◆ EXTRAIT DE PAGE ◆
%%
4. Dans ces conditions, M. C... n'est pas fondé à se plaindre de ce que, par le jugement attaqué, le tribunal administratif de Paris a rejeté ses conclusions aux fins d'annulation dirigées contre l'arrêté du 6 août 2020 et la décision rejetant son recours gracieux.
Sur les conclusions tendant à l'annulation de la décision du 3 mars 2021 portant refus de retrait de l'arrêté du 6 août 2020 :
5. D'une part, lorsque l'autorité saisie d'une demande de permis de construire vient à disposer, au moment où elle statue, sans avoir à procéder à une mesure d'instruction lui permettant de les recueillir, d'informations de nature à établir son caractère frauduleux, il lui revient de refuser la demande de permis pour ce motif. A ce titre, si un acte de droit privé opposable aux tiers, tel qu'un acte ou un compromis de vente, est en principe opposable dans les mêmes conditions à l'administration tant qu'il n'a pas été déclaré nul par le juge judiciaire, il appartient à l'administration, en cas de tentative de fraude en vue d'obtenir un permis de construire, d'y faire échec, alors même qu'est en cause un acte de droit privé. Un tiers justifiant d'un intérêt pour agir et saisissant dans le délai de recours le juge de l'excès de pouvoir d'une demande recevable en ce sens est fondé à demander l'annulation du permis de construire qui aurait été accordé dans un tel cas. La fraude, dont le juge de l'excès de pouvoir apprécie l'existence à la date du permis de construire, est caractérisée lorsqu'il ressort des pièces du dossier, y compris le cas échéant au vu d'éléments dont l'administration n'avait pas connaissance à cette date, que le pétitionnaire a eu l'intention de tromper l'administration ou s'est livré à des manœuvres en vue d'obtenir un permis de construire indu.
6. D'autre part, si, ainsi que le prévoit désormais l'article L. 241-2 du code des relations entre le public et l'administration, la circonstance qu'un acte administratif a été obtenu par fraude permet à l'autorité administrative compétente de l'abroger ou de le retirer à tout moment, sans qu'y fassent obstacle, s'agissant d'un permis de construire, les dispositions de l'article L. 424-5 du code de l'urbanisme, selon lesquelles une telle décision ne peut faire l'objet d'aucun retrait, elle ne saurait, en revanche, proroger le délai du recours contentieux contre cette décision. Toutefois, un tiers justifiant d'un intérêt à agir est recevable à demander, dans le délai du recours contentieux, l'annulation de la décision par laquelle l'autorité administrative a refusé de faire usage de son pouvoir d'abroger ou de retirer un acte administratif obtenu par fraude, quelle que soit la date à laquelle il l'a saisie d'une demande à cette fin. Dans un tel cas, il incombe au juge de l'excès de pouvoir, saisi de moyens en ce sens, de vérifier la réalité de la fraude alléguée à la date du permis de construire puis, en cas de fraude, de contrôler que l'appréciation de l'administration sur l'opportunité de procéder ou non à l'abrogation ou au retrait n'est pas entachée d'erreur manifeste, compte tenu notamment de la gravité de la fraude et des atteintes aux divers intérêts publics ou privés en présence susceptibles de résulter soit du maintien de l'acte litigieux soit de son abrogation ou de son retrait.
%%
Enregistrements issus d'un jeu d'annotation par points
%%
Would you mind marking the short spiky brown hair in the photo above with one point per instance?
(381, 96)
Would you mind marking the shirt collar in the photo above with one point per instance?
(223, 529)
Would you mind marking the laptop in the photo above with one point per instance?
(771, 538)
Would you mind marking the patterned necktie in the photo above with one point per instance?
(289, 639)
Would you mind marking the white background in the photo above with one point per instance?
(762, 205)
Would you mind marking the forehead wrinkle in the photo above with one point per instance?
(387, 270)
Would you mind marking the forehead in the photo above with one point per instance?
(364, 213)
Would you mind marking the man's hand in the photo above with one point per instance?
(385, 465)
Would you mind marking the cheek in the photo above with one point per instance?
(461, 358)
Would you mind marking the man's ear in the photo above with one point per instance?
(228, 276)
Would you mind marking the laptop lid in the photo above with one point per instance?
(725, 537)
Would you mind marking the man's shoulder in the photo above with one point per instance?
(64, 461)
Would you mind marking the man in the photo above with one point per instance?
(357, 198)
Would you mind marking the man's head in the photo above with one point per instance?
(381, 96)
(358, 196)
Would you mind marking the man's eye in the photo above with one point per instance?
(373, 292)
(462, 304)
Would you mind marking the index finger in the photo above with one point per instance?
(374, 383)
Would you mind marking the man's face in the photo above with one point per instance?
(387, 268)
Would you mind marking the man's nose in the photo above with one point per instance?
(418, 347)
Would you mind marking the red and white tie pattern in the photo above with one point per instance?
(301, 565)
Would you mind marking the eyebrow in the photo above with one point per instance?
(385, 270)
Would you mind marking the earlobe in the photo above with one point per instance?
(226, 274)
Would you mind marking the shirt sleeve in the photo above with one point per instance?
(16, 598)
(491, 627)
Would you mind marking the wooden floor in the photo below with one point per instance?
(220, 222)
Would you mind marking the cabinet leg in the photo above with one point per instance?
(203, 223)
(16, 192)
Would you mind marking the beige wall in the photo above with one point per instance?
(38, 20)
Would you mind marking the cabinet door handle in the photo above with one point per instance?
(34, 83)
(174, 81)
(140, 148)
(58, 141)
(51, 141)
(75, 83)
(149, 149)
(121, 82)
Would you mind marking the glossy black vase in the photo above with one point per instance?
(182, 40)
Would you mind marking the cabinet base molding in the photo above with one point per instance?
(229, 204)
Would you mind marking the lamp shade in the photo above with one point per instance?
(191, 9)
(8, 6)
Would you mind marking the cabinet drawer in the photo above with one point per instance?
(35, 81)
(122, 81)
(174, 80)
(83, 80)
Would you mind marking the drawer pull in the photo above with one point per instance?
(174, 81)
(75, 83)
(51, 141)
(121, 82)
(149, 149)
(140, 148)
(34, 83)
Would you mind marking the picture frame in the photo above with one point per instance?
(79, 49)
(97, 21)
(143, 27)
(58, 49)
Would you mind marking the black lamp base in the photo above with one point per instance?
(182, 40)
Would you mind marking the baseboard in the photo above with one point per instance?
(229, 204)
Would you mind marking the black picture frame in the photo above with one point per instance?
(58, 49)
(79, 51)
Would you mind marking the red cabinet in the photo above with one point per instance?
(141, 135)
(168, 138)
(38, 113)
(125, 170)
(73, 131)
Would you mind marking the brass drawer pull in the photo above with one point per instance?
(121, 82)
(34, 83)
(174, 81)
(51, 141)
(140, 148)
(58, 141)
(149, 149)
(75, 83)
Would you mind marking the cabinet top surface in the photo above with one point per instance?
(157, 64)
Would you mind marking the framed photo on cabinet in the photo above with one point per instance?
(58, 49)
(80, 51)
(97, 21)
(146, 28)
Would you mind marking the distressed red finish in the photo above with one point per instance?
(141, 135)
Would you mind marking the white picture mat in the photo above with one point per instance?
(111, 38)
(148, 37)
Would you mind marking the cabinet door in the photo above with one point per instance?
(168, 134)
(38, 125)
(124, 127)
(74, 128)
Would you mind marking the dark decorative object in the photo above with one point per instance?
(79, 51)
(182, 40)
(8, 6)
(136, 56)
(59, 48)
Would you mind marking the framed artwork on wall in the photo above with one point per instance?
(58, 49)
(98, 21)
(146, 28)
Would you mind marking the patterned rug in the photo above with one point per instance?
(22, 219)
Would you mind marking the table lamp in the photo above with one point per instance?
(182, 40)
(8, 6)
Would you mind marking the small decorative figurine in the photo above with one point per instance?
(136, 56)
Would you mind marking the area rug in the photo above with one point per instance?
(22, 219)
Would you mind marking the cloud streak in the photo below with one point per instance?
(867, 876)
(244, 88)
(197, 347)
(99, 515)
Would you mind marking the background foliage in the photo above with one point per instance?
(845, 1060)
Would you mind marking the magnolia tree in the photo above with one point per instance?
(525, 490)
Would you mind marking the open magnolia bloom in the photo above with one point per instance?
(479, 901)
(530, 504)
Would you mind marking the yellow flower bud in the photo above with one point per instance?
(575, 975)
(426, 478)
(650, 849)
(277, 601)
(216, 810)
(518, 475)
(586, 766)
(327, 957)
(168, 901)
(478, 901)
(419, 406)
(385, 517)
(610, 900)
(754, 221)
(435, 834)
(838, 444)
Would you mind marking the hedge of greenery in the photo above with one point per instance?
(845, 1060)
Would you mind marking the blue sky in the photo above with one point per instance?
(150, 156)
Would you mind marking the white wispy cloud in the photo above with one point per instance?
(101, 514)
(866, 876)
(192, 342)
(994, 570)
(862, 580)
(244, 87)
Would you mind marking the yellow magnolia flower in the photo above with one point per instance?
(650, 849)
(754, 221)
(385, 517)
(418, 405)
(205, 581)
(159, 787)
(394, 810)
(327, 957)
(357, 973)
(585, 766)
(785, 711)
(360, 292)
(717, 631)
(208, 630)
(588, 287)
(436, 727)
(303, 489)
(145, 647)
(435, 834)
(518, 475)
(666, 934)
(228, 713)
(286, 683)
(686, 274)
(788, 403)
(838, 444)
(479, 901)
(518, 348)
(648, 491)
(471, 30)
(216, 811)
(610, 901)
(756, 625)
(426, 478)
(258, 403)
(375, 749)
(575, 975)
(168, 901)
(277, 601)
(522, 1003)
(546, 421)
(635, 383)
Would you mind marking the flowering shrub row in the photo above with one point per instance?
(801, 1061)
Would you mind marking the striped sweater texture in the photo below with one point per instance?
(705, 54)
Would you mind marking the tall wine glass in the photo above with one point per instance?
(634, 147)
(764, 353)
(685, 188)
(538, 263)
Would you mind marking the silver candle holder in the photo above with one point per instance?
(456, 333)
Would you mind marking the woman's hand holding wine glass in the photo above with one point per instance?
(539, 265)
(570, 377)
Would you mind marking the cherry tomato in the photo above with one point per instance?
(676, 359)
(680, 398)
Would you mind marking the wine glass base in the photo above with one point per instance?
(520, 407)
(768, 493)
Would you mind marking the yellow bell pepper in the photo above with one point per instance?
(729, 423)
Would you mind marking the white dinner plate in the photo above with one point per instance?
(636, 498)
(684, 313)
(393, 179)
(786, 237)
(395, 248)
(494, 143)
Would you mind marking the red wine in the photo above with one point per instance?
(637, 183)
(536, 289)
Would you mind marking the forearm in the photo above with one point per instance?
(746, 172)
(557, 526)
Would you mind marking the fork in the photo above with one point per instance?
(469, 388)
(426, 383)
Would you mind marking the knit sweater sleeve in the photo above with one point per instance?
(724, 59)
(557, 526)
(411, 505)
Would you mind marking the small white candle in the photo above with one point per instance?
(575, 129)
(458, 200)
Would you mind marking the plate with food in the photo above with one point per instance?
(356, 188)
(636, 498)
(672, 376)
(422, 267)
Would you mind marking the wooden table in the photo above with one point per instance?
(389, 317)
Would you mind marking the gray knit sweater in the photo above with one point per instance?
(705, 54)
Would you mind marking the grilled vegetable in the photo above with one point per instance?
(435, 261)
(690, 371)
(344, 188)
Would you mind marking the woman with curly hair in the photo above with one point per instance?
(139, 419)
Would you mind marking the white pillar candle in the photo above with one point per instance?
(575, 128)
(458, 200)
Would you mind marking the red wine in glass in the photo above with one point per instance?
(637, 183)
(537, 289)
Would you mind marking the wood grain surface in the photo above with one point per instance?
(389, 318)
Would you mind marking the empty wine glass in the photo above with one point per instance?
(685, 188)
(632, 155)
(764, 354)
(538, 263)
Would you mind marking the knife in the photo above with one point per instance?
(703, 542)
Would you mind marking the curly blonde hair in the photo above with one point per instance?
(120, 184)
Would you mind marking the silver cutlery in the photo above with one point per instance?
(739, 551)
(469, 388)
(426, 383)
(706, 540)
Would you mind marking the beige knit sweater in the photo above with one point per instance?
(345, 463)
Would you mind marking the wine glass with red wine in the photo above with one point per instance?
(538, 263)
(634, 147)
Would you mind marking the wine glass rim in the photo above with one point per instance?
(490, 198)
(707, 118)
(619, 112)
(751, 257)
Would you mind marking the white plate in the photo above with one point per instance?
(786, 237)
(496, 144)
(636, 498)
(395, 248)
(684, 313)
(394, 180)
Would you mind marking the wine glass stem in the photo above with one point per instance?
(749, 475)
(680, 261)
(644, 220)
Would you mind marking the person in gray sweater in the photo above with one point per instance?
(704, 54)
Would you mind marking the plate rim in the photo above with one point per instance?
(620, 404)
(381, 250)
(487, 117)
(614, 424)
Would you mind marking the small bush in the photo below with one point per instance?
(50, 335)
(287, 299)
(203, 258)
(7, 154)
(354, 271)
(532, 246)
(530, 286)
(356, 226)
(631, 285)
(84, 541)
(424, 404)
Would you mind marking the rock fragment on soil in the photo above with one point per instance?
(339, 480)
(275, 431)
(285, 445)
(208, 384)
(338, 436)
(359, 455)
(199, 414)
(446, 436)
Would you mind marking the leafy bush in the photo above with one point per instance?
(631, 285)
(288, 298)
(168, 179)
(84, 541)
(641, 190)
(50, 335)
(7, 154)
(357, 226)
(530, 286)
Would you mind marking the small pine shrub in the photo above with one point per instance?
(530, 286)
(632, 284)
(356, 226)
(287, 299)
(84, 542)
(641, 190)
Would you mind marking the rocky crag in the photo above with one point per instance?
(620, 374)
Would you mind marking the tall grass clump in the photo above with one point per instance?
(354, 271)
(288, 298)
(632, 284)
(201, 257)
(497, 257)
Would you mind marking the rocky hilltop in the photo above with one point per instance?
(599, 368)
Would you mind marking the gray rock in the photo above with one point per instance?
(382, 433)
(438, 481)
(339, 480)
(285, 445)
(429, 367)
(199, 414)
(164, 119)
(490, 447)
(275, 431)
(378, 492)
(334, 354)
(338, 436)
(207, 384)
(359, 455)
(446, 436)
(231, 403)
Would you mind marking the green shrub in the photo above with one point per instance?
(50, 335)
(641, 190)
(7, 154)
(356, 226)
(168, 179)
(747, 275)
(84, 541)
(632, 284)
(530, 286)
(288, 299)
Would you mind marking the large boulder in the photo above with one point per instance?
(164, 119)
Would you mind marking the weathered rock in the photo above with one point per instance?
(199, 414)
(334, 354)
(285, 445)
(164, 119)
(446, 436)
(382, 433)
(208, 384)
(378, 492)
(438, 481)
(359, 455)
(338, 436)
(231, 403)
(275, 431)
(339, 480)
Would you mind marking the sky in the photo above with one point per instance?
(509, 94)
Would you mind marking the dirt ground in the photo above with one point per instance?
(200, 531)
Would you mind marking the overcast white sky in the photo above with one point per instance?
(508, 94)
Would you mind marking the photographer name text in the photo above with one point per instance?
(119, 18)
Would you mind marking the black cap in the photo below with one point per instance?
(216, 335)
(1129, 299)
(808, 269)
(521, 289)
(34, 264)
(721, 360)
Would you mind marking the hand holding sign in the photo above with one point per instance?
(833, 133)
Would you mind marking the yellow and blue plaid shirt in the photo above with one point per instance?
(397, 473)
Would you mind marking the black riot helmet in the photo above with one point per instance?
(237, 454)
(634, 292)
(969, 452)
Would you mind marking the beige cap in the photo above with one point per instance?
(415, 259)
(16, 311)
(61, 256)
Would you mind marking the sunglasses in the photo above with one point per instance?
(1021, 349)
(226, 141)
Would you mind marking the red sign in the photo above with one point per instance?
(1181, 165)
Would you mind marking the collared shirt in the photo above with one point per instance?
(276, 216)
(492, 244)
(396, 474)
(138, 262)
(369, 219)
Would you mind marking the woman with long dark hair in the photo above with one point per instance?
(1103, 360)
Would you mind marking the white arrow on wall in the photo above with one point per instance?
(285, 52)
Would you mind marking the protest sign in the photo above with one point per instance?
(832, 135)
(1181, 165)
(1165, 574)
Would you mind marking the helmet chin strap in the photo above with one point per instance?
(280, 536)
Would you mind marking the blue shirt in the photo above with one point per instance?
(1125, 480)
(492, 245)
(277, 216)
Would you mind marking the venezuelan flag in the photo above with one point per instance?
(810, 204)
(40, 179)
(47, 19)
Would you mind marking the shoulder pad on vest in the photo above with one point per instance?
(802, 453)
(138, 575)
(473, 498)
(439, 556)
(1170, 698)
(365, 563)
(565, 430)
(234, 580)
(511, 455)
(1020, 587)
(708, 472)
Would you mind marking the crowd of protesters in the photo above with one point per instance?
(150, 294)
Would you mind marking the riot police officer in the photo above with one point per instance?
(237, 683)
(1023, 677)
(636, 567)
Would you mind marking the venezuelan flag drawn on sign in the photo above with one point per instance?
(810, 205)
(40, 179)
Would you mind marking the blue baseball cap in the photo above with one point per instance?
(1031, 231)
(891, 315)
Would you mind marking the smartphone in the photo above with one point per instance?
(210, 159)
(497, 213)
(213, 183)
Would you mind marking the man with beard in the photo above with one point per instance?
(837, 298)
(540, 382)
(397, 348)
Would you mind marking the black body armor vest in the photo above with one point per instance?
%%
◆ CONSIGNE ◆
D'après l'extrait de page, à quelle date le juge de l'excès de pouvoir apprécie-t-il l'existence de la fraude ?

◆ EXERCICE CORRIGÉ ◆
À la date du permis de construire.